## Extrait
L’heure tourne et pourtant le temps s’accroche. L’action se déroule en onze minutes mais Jerzy Skolimowski la réfracte, remonte la pendule, avance puis recule les aiguilles. Il a écrit le scénario en commençant par la fin : 11 minutes est un miroir brisé qui se recolle avant d’éclater à nouveau.
La matière du récit est pourtant linéaire. Comme jadis Altman avec Short cuts, Tati avec Playtime, comme beaucoup d’autres, Skolimowski mêle plusieurs destins dans une même ville et dans le même temps. Les personnages se croisent, se frôlent ou s’évitent sans forcément se connaître. Le procédé n’est donc pas nouveau mais le cinéaste prétend qu’on ne peut pas aller plus loin que ce qu’il a fait… Le dispositif formel qu’il met en place dépasse en effet le simple mouvement du film choral en exploitant à fond le cinéma comme magicien de l’ubiquité : il joue l’éclatement pour mieux imposer l’incroyable unité finale.
Le prologue montre l’image née d’un portable, d’une webcam ou d’un écran de contrôle, puis la caméra 35 mm vient capter le présent d’une quinzaine de personnes allant et venant au cœur de Varsovie. Les accélérations, retours en arrière, les courtes pauses et les inserts se combinent au gré d’un montage millimétré qui retrouve sa nature première : la colleuse colle à l’image près, ne perd ni le rythme ni les intentions, ne laisse rien au hasard.
Brièvement esquissés, aussitôt identifiables, les personnages semblent dominés par une angoisse sourde. La ville elle-même serait sous la menace d’une catastrophe imminente. La bande sonore (ambiance, sons off, superbe musique de Pawel Mykietyn) ajoute au trouble général et au stress palpable bien qu’indéfinissable. 11 minutes ressemble à un trip flippant, un compte à rebours déréglé. Dans sa volonté de rappeler que la vie est fragile et qu’elle peut s’arrêter à tout instant, le cinéaste donne le sentiment que son film peut s’interrompre n’importe quand, brutalement et définitivement. Le destin des personnages ne tient à rien alors que le récit les fait vivre, agir, attendre, angoisser. Le regard posé sur eux semble désenchanté, ironique parfois, noir : en allant trop vite, le monde détruit-il toute profondeur ?

## Données extraites
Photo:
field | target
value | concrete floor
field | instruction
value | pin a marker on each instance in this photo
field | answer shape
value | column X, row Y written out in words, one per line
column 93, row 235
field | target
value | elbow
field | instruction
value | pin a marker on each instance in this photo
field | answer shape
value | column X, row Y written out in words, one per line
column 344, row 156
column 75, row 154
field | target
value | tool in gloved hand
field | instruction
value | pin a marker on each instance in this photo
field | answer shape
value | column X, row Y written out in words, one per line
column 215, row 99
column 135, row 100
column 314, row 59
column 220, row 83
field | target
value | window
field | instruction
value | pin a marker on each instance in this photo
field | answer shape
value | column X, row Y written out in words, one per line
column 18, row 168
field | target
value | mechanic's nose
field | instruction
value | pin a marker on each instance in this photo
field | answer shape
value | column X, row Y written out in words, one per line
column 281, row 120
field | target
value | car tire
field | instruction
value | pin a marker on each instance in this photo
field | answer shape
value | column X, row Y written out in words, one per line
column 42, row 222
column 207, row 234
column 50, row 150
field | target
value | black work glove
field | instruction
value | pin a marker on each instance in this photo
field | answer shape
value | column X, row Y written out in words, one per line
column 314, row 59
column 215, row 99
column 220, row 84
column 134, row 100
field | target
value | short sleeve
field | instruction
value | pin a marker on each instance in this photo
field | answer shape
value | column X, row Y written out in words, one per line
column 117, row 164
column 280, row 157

## Liste des activités
[a] D'après la critique de 11 minutes, qui signe la musique du film ?
[b] Reprenez, s'il vous plaît, la critique de 11 minutes à la suite de sa dernière phrase.

## Résultats attendus
[a] Pawel Mykietyn.

[b]
Se croisent donc un mari jaloux dont la femme actrice a rendez-vous avec un réalisateur chelou, un dealer à moto et son père vendeur de hot-dogs, un étudiant semblant en mission, une jeune femme et son chien parfois en caméra subjective, une équipe d’auxiliaires médicaux, un groupe de nonnes gourmandes, d’autres encore. Leurs circulations permettent à Skolimowski de quadriller le centre-ville de Varsovie et principalement la place Grybowski qu’il considère comme le lieu de tous les contrastes en faisant « se côtoyer de manière éclatante l’ancien et le moderne, l’ordre et le chaos, la beauté et le mauvais goût ». Ainsi peut-il mettre au point sa mécanique d’horloger, machine infernale destinée à mener tous les chemins vers le même point.
La psychologie et les motivations des personnages ne sont pas à l’ordre du jour. L’objet du film n’est pas de rendre la narration plausible mais de faire en sorte qu’elle soit efficace. C’est la combinaison des hasards et des croisements qui bâtit sa structure et provoque le mouvement. De fait, le film donne à voir une humanité presque désincarnée répondant à des stimuli qu’elle n’analyse pas. Jalousie, désir sexuel, gourmandise, avidité se combinent dans une sorte de fuite en avant irrépressible. La chaleur de l’été, le regard d’un chien, une étreinte amoureuse, des hot-dogs savoureux viennent adoucir le tableau mais c’est peut-être un leurre, une illusion, une manière de ne pas voir ce qui est inéluctable.
Le film tire du suspense qu’il nourrit une dynamique venant se heurter au climat anxiogène. En jouant sur les deux tableaux du stress et de la curiosité, la narration fonctionne par contrastes ou par miroirs et donne le sentiment d’être toujours en équilibre précaire. La sensation de vertige naît autant de la peur du vide que de l’attrait qu’il suscite.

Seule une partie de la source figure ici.